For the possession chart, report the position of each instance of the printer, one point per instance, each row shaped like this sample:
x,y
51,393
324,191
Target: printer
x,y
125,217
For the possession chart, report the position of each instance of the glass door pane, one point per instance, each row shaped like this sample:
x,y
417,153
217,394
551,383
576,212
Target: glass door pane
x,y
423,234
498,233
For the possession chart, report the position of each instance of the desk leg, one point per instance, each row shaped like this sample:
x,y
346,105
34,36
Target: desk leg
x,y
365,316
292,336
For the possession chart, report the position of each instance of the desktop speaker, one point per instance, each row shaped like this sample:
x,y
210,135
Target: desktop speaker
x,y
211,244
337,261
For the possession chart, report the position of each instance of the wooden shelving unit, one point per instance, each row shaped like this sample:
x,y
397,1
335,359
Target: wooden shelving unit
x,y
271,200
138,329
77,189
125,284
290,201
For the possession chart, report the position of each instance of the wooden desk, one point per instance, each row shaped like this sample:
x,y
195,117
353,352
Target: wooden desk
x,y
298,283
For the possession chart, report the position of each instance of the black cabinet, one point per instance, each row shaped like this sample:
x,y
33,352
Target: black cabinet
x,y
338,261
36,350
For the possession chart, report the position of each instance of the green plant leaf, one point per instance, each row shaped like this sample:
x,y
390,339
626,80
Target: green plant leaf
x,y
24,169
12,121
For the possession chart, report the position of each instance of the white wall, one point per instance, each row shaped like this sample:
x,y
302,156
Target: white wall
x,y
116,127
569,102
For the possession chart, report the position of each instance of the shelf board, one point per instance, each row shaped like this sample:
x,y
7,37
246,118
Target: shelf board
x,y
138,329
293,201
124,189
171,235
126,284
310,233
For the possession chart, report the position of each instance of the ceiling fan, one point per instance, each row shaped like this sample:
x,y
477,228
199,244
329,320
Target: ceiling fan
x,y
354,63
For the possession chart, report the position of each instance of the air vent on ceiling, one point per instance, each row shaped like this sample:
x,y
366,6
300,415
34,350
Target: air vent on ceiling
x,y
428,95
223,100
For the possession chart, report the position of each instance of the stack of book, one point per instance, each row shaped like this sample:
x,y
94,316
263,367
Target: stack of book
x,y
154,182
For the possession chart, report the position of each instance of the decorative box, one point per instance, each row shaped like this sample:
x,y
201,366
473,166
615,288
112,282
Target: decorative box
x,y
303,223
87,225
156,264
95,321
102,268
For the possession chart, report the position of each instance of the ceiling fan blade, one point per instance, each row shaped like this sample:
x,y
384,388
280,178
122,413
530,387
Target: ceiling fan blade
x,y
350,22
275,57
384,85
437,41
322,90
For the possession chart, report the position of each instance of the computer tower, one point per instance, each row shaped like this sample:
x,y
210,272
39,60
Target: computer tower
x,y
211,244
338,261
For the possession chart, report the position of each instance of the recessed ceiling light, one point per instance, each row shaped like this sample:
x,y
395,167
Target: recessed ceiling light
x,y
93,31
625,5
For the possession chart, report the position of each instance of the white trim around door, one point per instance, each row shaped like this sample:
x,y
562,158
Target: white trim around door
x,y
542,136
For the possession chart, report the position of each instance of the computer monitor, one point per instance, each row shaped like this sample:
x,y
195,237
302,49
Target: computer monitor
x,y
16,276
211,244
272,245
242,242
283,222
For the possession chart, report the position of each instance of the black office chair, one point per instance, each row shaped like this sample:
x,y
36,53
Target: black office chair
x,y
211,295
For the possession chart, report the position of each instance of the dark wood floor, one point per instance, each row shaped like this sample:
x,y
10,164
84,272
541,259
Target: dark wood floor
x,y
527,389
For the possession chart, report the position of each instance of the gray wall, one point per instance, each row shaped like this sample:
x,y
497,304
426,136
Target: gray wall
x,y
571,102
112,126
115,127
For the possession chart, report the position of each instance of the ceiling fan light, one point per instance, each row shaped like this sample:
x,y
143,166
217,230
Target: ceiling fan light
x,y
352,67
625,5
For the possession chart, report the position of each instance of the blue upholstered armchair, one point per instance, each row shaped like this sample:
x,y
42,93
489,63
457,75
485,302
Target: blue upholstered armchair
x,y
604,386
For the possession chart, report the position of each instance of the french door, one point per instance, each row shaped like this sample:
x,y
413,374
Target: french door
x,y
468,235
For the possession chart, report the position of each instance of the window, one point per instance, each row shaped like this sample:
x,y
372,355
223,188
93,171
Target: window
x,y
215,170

--------------------------------------------------

■ **Written task**:
Repeat exactly the lines above, starting with the line that contains "fan light, one" and ending with the last line, both included, and nothing else.

■ **The output**:
For the possession chart, report the position of each instance of the ceiling fan light, one point per instance, each row shaped like this sample:
x,y
143,166
217,230
Target: ceiling fan light
x,y
352,67
625,5
For the possession chart, report the position of each instance of the blue upholstered armchair, one point per instance, each row shaped like this sample:
x,y
42,93
489,63
457,75
485,302
Target: blue upholstered armchair
x,y
604,386
For the possession chart, report the position of each instance of the french door, one point per instance, each row shaped like this sample:
x,y
413,374
Target: french door
x,y
468,235
For the possession chart, report the position of each instance of the window, one point per instance, each row shaped like this sample:
x,y
372,355
223,188
93,171
Target: window
x,y
215,170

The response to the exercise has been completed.